Concern about the financial health of the banks in their home markets, including France, Italy and Spain, is said to be a key factor driving these wealthy individuals towards the Luxembourg insurers.
These HNWIs' international, cross-border lifestyles is another, as Luxembourg insurance products are taxed only in the country of the policyholder.
Explained one Luxembourg insurance company executive: “A French national who holds a life insurance bond with a French company and then moves to the UK, will, in the case of a partial surrender of the bond, be subject to a tax in both countries”, and will be obliged to go through complex channels to prove he is covered by the double-tax treaty between the UK and France.
"However, if the French national's bond were in Luxembourg, he would be taxed only by whichever country he was resident in at the time of the surrender, France or the UK."
Typically the Luxembourg insurance products also offer multi-currency options and similar features that make them well-suited to an international and peripatetic clientele. And because the sums of money being invested are so high – estimates vary, but sources say €1m (£836,000, $1.4m) is a fair ballpark minimum amount – there is an expectation on the clients’ part that the products, and accompanying advice, will be of a high calibre, in addition to being highly personalised, to fit their often complex individual requirements.
“The life insurance contract has always been an efficient way for individuals to organise their wealth succession,” says Marc Hengen, general manager of l’Association des Compagnies d’Assurance (ACA), which represents 68 insurance companies based or active in Luxembourg.
“But that is not new. What has happened since 2008 is that the insurance business model has been seen to have resisted the financial crisis very well.”
Freshly-declared assets
Another factor driving wealthy individuals towards the Luxembourg insurers, some say, has been post-financial crisis crackdowns on tax avoidance and evasion by a number of continental European countries, which has forced a significant volume of previously-hidden wealth into the open.
The owners of these freshly-declared assets, it’s said, see Luxembourg’s insurance bonds as a compelling option in their search for a new, legally correct yet tax-efficient place to stash them.
Many are also tempted by the fact that some of the products on offer – generally by companies such as La Mondiale Europartner, which are part of large French companies – feature a guaranteed return option, which investors can find attractive in comparison to what they stand to gain from banks.

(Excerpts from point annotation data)
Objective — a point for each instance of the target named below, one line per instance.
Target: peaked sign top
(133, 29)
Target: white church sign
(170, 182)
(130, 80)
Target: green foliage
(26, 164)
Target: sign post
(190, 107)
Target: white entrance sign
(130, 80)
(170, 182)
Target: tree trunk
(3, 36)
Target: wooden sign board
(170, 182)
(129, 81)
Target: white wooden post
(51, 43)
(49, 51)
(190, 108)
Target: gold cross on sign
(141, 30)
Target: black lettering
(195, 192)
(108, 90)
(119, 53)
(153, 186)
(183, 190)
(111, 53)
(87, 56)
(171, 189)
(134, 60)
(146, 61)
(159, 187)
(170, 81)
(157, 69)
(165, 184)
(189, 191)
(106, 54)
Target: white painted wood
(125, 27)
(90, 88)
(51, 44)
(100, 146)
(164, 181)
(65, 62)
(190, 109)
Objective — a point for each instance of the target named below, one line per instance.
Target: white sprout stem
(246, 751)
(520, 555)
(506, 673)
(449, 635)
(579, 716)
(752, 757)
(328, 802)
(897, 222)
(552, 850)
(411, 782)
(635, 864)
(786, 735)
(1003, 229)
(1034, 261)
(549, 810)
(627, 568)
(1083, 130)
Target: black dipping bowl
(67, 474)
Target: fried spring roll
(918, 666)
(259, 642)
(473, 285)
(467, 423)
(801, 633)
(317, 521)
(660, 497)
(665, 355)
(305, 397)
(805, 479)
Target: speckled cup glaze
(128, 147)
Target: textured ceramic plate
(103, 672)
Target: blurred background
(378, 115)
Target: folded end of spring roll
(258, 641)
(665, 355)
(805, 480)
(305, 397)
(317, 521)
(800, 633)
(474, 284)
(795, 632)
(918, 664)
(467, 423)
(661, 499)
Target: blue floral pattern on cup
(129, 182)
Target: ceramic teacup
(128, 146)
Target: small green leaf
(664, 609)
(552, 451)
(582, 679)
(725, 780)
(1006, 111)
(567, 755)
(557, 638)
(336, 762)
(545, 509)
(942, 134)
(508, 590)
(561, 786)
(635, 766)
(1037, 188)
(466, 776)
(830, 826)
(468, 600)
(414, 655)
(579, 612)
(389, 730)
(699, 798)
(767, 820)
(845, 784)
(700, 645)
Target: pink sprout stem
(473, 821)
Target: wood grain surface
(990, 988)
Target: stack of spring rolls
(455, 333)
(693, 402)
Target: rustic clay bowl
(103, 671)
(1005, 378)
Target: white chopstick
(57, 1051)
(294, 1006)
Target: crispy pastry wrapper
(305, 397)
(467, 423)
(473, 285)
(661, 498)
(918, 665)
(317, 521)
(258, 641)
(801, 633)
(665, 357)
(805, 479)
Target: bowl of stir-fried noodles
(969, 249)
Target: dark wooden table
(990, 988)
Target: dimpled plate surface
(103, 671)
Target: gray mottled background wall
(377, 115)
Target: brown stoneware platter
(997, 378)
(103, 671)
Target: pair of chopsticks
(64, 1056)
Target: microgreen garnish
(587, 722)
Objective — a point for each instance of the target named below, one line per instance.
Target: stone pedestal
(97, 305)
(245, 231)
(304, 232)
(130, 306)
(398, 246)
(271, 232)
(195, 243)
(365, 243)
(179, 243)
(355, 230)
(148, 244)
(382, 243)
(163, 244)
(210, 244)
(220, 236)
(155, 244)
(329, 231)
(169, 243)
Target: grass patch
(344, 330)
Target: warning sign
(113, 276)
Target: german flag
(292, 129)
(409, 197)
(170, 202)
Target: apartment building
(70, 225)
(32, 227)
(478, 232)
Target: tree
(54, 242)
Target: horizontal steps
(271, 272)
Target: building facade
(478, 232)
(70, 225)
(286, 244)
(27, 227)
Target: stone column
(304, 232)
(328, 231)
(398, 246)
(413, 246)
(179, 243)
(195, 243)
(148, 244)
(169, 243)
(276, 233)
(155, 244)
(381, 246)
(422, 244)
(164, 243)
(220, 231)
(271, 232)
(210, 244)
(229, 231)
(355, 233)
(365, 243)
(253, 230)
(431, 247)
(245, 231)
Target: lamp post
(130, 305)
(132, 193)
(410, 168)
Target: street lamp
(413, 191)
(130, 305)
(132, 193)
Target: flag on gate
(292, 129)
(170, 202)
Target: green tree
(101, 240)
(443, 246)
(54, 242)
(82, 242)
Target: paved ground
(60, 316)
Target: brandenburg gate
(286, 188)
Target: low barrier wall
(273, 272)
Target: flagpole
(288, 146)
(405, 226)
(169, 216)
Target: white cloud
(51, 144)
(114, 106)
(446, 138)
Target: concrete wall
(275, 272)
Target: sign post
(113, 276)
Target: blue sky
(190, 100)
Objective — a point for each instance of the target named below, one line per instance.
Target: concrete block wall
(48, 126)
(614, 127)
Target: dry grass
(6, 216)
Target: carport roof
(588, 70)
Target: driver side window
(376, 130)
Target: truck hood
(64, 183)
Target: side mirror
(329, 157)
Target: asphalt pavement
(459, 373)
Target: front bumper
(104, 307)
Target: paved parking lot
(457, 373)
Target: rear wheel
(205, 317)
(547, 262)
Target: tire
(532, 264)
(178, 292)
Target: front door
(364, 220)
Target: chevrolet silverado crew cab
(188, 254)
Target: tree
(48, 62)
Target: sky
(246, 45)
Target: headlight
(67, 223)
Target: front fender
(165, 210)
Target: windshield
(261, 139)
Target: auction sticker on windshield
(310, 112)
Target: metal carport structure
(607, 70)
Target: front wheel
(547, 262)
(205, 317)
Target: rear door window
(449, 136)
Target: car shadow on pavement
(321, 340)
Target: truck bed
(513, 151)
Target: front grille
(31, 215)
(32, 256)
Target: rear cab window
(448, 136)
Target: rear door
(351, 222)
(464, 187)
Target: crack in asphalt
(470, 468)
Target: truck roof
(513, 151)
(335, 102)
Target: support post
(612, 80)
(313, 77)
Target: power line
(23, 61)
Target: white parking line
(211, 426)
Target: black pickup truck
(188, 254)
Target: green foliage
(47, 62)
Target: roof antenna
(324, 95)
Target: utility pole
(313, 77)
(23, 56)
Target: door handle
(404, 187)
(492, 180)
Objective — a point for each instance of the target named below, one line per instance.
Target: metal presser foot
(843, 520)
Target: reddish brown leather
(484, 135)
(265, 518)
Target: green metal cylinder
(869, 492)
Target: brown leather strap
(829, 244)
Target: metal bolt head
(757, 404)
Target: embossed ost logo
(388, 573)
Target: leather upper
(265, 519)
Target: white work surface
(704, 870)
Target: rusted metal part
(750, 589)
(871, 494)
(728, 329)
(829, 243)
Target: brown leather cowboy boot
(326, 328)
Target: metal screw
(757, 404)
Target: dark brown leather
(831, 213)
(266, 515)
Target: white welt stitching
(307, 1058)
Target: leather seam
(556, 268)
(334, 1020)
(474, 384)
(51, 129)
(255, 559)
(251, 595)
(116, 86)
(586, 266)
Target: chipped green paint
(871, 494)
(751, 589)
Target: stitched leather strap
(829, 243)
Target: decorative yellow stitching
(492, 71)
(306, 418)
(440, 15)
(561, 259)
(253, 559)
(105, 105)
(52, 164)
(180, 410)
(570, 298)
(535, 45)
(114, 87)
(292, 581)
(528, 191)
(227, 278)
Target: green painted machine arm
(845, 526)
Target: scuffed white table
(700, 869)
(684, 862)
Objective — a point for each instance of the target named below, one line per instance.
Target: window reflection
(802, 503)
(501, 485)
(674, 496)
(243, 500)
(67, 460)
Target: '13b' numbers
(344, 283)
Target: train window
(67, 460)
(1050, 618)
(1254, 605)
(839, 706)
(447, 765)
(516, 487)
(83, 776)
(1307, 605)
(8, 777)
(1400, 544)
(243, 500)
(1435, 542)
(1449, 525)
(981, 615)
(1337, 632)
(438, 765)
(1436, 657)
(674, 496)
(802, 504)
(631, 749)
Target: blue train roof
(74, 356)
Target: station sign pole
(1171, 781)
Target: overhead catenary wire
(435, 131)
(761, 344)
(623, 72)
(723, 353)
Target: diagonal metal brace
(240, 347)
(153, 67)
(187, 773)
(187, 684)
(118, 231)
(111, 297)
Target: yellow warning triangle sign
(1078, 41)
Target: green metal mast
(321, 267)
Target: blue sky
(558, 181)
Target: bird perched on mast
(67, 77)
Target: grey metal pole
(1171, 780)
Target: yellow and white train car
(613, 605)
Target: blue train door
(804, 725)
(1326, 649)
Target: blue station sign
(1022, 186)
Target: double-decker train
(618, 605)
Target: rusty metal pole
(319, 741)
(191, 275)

> **DIRECTIONS FOR THIS TASK**: Copy the passage on Luxembourg life insurance starting at "Typically the Luxembourg" and ending at "complex individual requirements.", substituting "mobile" for "peripatetic". These entries were drawn from a separate source.

> **EXERCISE OUTPUT**:
Typically the Luxembourg insurance products also offer multi-currency options and similar features that make them well-suited to an international and mobile clientele. And because the sums of money being invested are so high – estimates vary, but sources say €1m (£836,000, $1.4m) is a fair ballpark minimum amount – there is an expectation on the clients’ part that the products, and accompanying advice, will be of a high calibre, in addition to being highly personalised, to fit their often complex individual requirements.